What this task involves: Reproduce the records word for word, starting with the line that contains "Where can the folded white blanket" and going on through the end of the records, with both ends included. Leave the pictures out of your answer.

Source data:
☆ ☆ ☆

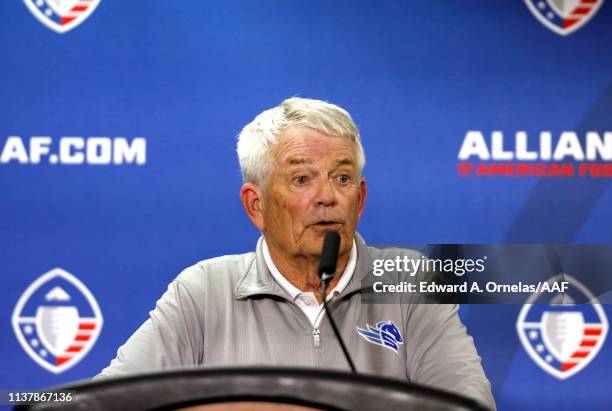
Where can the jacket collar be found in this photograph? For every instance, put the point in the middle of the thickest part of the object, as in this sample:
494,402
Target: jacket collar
258,280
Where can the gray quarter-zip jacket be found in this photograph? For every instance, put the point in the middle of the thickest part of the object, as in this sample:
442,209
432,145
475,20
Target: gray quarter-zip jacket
229,310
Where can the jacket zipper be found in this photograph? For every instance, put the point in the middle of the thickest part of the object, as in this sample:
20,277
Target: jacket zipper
316,336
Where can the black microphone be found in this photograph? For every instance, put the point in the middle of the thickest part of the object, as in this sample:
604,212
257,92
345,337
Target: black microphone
329,256
327,270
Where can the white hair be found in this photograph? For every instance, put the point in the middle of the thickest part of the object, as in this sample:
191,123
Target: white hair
259,135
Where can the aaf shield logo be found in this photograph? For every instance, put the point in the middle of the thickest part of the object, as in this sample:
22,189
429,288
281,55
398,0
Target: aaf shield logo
385,334
564,16
57,321
563,337
61,15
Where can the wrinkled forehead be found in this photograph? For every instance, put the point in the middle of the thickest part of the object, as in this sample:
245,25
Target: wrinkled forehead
301,145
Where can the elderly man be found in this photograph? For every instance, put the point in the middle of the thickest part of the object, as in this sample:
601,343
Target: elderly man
301,164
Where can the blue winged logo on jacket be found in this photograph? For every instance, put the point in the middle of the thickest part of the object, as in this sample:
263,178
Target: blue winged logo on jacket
385,334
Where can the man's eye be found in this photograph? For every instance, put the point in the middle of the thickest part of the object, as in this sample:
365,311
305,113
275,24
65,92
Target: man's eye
300,180
344,179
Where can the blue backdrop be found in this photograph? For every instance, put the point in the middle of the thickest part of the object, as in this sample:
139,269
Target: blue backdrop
187,75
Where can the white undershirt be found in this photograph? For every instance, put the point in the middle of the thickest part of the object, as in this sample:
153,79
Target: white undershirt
307,300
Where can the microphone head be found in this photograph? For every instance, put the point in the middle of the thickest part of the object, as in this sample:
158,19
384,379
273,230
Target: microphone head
329,255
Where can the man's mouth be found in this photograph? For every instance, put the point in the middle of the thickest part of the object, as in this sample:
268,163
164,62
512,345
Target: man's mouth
324,224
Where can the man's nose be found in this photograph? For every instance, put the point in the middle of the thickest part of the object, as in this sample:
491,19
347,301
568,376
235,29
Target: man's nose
326,195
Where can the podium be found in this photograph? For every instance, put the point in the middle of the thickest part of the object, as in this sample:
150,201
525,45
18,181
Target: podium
257,389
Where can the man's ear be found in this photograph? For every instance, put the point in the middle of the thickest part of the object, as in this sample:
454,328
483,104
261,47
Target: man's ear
251,197
361,196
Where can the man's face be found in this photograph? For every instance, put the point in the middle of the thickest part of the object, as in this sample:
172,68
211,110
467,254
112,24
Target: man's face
313,187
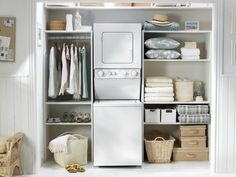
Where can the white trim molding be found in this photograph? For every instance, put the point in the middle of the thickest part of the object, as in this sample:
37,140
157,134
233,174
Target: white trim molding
233,21
233,51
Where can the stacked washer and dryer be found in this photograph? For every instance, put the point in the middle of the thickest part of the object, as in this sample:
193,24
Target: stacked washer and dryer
118,112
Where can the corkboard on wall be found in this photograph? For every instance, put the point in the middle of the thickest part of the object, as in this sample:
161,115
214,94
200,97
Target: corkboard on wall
7,38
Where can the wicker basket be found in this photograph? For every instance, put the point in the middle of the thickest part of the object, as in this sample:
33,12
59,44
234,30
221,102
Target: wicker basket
57,25
159,150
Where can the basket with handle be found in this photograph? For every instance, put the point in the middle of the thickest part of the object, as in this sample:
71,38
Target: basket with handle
159,150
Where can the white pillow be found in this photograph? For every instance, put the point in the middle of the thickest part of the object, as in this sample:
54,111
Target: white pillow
3,147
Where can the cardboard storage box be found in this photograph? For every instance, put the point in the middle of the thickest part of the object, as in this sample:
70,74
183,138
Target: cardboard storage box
193,142
193,131
153,115
189,154
168,115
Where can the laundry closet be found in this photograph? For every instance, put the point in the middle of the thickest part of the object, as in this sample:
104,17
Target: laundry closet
109,97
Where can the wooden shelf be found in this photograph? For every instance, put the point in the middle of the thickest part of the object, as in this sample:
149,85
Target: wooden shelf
174,123
180,32
69,123
176,60
179,102
69,102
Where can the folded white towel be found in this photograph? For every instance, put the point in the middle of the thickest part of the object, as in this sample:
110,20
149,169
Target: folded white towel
170,99
159,79
158,94
190,57
190,52
59,144
157,84
159,89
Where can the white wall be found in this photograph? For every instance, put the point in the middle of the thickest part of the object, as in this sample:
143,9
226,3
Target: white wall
16,91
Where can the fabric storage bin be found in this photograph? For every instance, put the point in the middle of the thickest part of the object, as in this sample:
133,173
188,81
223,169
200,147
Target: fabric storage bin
153,115
193,109
193,131
183,90
159,150
193,142
77,152
168,115
186,154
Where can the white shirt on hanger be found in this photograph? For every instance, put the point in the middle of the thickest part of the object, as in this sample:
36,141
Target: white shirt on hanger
64,75
52,82
73,81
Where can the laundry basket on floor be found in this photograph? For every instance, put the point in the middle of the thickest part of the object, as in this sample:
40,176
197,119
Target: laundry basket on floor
159,150
77,152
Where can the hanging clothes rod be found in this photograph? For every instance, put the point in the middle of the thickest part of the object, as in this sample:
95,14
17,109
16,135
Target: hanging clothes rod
69,37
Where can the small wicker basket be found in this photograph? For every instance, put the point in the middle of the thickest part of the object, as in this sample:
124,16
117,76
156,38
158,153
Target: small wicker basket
159,150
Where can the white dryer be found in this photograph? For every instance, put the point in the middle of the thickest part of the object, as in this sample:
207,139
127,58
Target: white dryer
117,61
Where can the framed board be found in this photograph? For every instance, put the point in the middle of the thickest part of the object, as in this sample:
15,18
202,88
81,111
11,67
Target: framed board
7,39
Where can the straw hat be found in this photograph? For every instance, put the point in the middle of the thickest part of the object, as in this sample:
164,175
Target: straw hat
160,18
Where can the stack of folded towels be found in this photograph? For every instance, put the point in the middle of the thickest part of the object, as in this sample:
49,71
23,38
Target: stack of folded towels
190,51
159,89
193,113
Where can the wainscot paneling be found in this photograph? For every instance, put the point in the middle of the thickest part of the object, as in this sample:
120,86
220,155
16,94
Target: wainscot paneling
226,135
15,114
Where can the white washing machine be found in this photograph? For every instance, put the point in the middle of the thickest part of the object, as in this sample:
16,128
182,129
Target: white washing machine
118,133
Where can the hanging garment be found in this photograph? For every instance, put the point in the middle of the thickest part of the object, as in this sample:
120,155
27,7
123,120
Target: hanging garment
68,64
77,94
59,68
84,70
64,75
52,82
73,72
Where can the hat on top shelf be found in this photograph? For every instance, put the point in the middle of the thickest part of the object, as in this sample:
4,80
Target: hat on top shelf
160,22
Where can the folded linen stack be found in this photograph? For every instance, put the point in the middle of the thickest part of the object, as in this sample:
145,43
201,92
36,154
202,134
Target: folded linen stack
190,51
193,113
159,89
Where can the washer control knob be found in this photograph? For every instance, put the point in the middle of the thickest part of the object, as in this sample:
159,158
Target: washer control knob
100,73
134,73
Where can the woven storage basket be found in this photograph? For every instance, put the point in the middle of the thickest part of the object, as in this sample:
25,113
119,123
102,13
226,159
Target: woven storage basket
159,150
57,25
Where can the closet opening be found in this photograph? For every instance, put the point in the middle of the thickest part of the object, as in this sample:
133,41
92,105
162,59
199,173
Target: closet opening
68,107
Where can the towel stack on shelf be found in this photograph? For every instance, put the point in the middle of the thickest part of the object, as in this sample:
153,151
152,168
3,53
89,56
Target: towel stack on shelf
159,89
193,113
190,51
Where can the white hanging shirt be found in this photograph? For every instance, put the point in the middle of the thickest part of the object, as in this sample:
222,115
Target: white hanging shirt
64,75
73,85
77,94
52,82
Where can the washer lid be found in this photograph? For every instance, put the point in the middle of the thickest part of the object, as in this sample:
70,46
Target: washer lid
119,103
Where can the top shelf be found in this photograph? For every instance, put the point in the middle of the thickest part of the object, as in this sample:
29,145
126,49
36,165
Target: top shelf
181,32
125,8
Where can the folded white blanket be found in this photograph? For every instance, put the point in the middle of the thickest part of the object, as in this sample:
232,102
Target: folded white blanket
170,99
159,89
157,84
190,57
59,144
159,79
158,94
190,52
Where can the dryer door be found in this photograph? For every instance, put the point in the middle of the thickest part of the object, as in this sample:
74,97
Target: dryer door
117,45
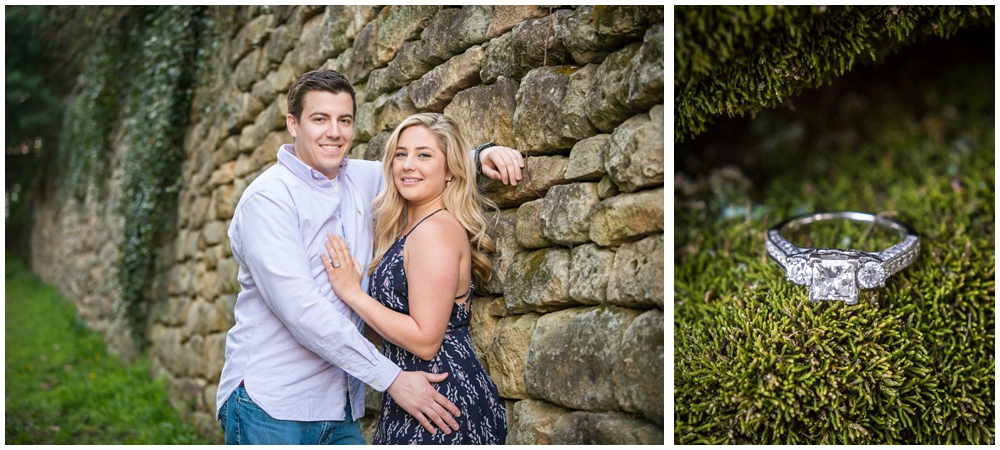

☆ ☆ ☆

Exercise result:
Where can the folded white blanket be found in this photograph? For every instance, put the point in the middle of the thickest part of the object, as in this sample:
232,102
Target: folded white blanket
170,99
159,89
157,84
190,57
59,144
159,79
158,94
190,52
Where can the dryer door be found in this photograph? For every instance, put the point in the middle of the thickest part of the object, as in this sample:
74,97
Target: dryer door
117,45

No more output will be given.